Region segmentation data
● ● ● ● ● ● ●
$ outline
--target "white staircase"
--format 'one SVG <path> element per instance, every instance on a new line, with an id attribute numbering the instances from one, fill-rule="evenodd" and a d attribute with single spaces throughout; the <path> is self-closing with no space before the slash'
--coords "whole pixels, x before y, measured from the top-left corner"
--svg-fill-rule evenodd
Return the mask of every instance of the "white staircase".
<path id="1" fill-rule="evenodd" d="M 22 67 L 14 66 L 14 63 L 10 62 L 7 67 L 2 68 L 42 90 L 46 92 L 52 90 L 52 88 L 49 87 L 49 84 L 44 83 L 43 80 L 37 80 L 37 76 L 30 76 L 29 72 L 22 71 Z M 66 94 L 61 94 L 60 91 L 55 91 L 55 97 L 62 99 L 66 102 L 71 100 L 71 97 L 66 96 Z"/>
● ● ● ● ● ● ●
— SET EXERCISE —
Copy all of the records above line for line, changing nothing.

— EXERCISE ANSWER —
$ outline
--target "white staircase"
--format 'one SVG <path> element per instance, every instance on a new line, with an id attribute numbering the instances from one, fill-rule="evenodd" and a d attribute with single spaces throughout; the <path> is self-closing with no space before the slash'
--coords "whole pixels, x before y, measured from the top-left corner"
--svg-fill-rule evenodd
Return the mask of every instance of the "white staircase".
<path id="1" fill-rule="evenodd" d="M 22 67 L 14 66 L 14 63 L 10 62 L 7 67 L 2 68 L 42 90 L 46 92 L 52 90 L 52 88 L 49 87 L 49 84 L 44 83 L 43 80 L 37 80 L 37 76 L 30 76 L 29 72 L 22 71 Z M 66 94 L 61 94 L 60 91 L 55 91 L 55 97 L 62 99 L 66 102 L 71 100 L 71 97 L 66 96 Z"/>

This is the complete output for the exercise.